WRITTEN INSTRUCTION:
Each entry below is to be duplicated verbatim.

Items from a data source:

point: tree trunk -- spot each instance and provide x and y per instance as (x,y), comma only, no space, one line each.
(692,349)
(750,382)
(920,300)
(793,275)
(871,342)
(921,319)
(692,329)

ANSWER FOR THIS EXERCISE:
point: tree trunk -- spot each instance and provide x and y per instance as (x,y), comma only, no space, one line each.
(692,349)
(750,382)
(920,300)
(793,275)
(871,342)
(921,319)
(692,329)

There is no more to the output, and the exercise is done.